Exercise requirements:
Pick out every line in the records below that contains the string "ceramic", and copy each of those lines.

------------------------------------

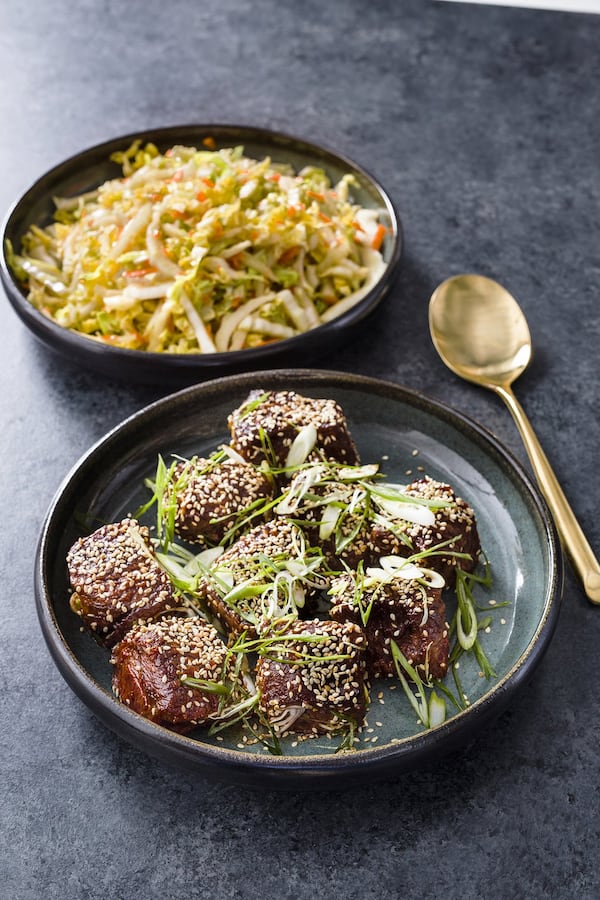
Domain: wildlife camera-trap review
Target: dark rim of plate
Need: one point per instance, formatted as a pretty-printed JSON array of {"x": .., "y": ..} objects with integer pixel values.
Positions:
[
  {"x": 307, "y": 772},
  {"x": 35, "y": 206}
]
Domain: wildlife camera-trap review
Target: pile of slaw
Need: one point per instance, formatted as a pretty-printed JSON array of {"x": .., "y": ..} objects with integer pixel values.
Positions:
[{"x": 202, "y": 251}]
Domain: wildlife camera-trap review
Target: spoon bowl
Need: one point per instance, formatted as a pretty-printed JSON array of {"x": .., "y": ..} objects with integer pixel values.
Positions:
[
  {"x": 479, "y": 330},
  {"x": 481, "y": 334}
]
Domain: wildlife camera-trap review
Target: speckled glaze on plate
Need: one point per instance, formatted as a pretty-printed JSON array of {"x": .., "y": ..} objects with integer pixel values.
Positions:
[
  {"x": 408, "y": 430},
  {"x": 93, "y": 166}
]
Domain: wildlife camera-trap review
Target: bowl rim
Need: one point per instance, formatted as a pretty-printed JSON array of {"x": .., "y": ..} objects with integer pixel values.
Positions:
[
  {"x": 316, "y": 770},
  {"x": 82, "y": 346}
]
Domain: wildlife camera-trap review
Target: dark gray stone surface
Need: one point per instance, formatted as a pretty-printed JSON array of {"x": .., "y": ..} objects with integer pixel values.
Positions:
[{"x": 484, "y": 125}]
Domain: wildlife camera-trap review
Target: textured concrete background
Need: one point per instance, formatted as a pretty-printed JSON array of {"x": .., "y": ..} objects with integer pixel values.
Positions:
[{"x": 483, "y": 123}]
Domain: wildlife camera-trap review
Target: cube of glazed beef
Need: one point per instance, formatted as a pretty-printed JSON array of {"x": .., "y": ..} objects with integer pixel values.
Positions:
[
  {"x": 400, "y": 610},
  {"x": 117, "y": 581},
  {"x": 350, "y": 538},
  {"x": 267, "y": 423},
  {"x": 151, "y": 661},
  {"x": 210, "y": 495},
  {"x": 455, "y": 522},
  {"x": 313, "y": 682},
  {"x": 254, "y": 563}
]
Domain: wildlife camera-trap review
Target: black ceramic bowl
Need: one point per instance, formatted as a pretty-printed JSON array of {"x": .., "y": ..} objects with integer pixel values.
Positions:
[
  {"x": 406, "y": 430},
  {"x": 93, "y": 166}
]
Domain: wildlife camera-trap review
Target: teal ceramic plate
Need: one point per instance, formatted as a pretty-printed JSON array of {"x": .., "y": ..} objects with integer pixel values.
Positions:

------------------------------------

Response to the task:
Target: black ceramic bowl
Target: teal ceramic plate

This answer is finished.